◆ GIVEN EXERCISE:
Reproduce all of the records below verbatim, keeping every line's wording, punctuation, and order unchanged.

◆ RAW RECORDS:
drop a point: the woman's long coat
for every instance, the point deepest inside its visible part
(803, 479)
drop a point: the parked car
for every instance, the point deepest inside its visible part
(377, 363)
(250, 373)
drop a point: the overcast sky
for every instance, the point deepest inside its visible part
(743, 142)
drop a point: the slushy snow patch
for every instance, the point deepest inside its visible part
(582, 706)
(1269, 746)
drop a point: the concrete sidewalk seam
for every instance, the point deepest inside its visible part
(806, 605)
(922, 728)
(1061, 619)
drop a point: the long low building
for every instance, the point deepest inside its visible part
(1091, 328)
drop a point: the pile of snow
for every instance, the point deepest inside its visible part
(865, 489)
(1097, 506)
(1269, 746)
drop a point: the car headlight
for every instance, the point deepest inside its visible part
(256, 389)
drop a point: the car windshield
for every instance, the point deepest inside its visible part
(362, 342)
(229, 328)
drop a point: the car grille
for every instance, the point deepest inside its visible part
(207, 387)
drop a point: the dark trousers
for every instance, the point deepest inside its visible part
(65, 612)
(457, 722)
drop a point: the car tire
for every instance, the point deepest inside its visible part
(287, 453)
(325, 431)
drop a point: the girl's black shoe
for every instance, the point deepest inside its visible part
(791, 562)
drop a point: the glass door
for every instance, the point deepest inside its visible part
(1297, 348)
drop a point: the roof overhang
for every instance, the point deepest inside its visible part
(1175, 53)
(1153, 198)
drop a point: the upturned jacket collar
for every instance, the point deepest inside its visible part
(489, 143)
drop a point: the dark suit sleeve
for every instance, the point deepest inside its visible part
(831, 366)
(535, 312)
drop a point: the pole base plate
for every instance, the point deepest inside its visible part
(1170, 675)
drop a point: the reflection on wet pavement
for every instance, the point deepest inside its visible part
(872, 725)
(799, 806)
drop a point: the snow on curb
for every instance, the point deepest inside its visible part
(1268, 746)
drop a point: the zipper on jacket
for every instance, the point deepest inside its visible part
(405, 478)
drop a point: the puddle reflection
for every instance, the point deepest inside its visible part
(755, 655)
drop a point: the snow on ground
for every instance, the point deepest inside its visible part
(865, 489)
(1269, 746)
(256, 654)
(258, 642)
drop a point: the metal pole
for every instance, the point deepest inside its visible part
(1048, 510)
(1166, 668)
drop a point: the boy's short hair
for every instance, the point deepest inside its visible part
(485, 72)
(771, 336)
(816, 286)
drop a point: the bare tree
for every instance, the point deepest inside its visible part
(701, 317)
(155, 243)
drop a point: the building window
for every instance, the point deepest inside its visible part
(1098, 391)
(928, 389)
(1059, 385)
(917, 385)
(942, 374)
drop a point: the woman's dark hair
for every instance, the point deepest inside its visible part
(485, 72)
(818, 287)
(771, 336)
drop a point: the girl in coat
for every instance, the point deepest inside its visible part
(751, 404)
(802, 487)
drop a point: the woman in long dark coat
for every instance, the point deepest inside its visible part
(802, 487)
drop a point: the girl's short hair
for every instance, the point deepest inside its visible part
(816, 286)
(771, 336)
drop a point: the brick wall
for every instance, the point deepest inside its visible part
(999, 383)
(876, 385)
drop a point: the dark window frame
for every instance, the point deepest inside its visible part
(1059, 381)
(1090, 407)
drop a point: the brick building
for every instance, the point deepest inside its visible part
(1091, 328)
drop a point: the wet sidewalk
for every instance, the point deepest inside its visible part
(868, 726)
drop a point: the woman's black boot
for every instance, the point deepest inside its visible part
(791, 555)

◆ FULL ANSWER:
drop a point: the woman's long coat
for every instance, the point deepest inside its visible part
(803, 479)
drop a point: the parked car
for every instance, the point deepest inside its visible part
(377, 363)
(250, 373)
drop a point: the overcast sky
for every instance, the point deepest inside its visible part
(743, 142)
drop a point: the slushy snow patch
for every instance, the point deepest inside its visible part
(582, 706)
(1269, 746)
drop a point: the concrete sidewalk seam
for every instance, the point deepest inside its visible part
(806, 605)
(922, 728)
(1061, 619)
drop a point: the long low building
for every instance, the point deepest inside its visible part
(1091, 328)
drop a point: the pile of snow
for every instance, the point deepest inside its visible part
(865, 489)
(1097, 506)
(1269, 746)
drop a point: the car headlight
for every instance, the point deepest inside its visible part
(256, 389)
drop a point: the car windshield
for every instance, the point deepest inside its visible part
(362, 342)
(229, 328)
drop a point: the car grille
for every instance, the point deepest inside its visible part
(207, 387)
drop a point: the dark trousers
for every instance, the point deepest inside its visible part
(65, 612)
(457, 722)
drop a point: the car tire
for every instance, the point deepest inside its visible part
(287, 453)
(325, 431)
drop a point: the girl's black shoe
for every instance, the point deepest inside its visible part
(791, 562)
drop a point: the glass door
for every instance, the point deepest inside its visible part
(1297, 348)
drop a point: the roof overhang
for every instance, the point deepest inside its visible part
(1175, 53)
(1153, 198)
drop a point: the upturned jacket collar
for every instance, the point deepest inside its visible part
(489, 143)
drop a point: the dark suit sleeve
for every instance, the point deepest inside its visible part
(831, 366)
(535, 312)
drop a point: the pole base plate
for every instance, the point deepest inside its visible part
(1170, 675)
drop a point: the reflection on wet pavement
for every instance, the point deepest inside its visible part
(872, 725)
(799, 806)
drop a point: the snow on curb
for every instance, the point deepest inside its visible part
(1268, 746)
drop a point: the zipper on jacket
for every instance, the point deepest inside its visible part
(405, 478)
drop a point: the puddle reflection
for every instance, the point deepest inside its visible part
(755, 655)
drop a point: the snow on ground
for every instance, the point deepest inside its visible part
(865, 489)
(1269, 746)
(256, 654)
(258, 642)
drop a point: the metal pole
for every instance, the point deepest inside its visible part
(1048, 510)
(1166, 668)
drop a point: the boy's short hair
for every instance, the point deepest inside its visible part
(485, 72)
(771, 336)
(816, 286)
drop a point: the bare tree
for every instance, the point deepest inside its visible part
(701, 317)
(155, 243)
drop a point: the building window
for every instance, the point deepest inside its visible part
(1098, 391)
(928, 389)
(1059, 385)
(917, 385)
(942, 374)
drop a point: the woman's dark hair
for every instance, the point deepest inside its visible part
(485, 72)
(818, 287)
(771, 336)
drop a point: the girl in coat
for every instance, the point deepest inside its visible part
(751, 404)
(802, 487)
drop a point: the woman in long dark coat
for every instance, the point deepest inside its visible part
(802, 487)
drop a point: the girl's short hair
for every instance, the point deepest inside its visible part
(816, 286)
(771, 336)
drop a point: the brick wall
for every instance, the point deepest inside its visible part
(999, 383)
(876, 385)
drop a point: the dark window frame
for every instance, the point deepest inside its visible part
(1059, 381)
(1090, 407)
drop a point: the brick building
for every instance, the point deepest inside its visible part
(1091, 328)
drop a point: the wet sidewalk
for every instance, the point deepest inside its visible part
(868, 726)
drop a point: the woman's black boot
for every instance, the point deepest inside its visible part
(791, 555)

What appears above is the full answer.